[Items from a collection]
++++++++

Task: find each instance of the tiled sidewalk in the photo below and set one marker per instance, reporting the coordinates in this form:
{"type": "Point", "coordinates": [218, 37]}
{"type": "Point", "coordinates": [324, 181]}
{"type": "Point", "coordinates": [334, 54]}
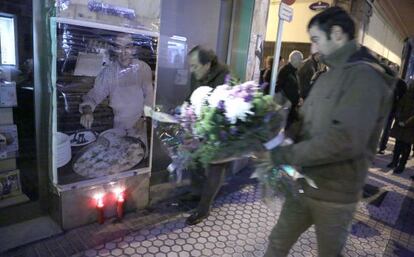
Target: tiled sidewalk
{"type": "Point", "coordinates": [240, 223]}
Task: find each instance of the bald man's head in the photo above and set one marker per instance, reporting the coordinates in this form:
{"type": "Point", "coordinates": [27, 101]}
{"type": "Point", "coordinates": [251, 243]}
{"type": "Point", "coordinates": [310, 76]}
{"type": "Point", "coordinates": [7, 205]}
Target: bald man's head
{"type": "Point", "coordinates": [295, 58]}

++++++++

What you need to do:
Rewrite all the items above with each "marker" changed to "pin" and nothing else altered. Omit the pictures from your version.

Output:
Task: find each instance of the tiled sidewalk in the photo below and set one pin per instance, reporting the coordinates in this form:
{"type": "Point", "coordinates": [218, 37]}
{"type": "Point", "coordinates": [324, 181]}
{"type": "Point", "coordinates": [334, 54]}
Target: tiled sidewalk
{"type": "Point", "coordinates": [240, 223]}
Task: find each instance of the bald man's head in the photo above and set one pin per instance, reporting the coordinates in this form:
{"type": "Point", "coordinates": [27, 101]}
{"type": "Point", "coordinates": [251, 243]}
{"type": "Point", "coordinates": [310, 76]}
{"type": "Point", "coordinates": [7, 205]}
Target: bald man's head
{"type": "Point", "coordinates": [295, 58]}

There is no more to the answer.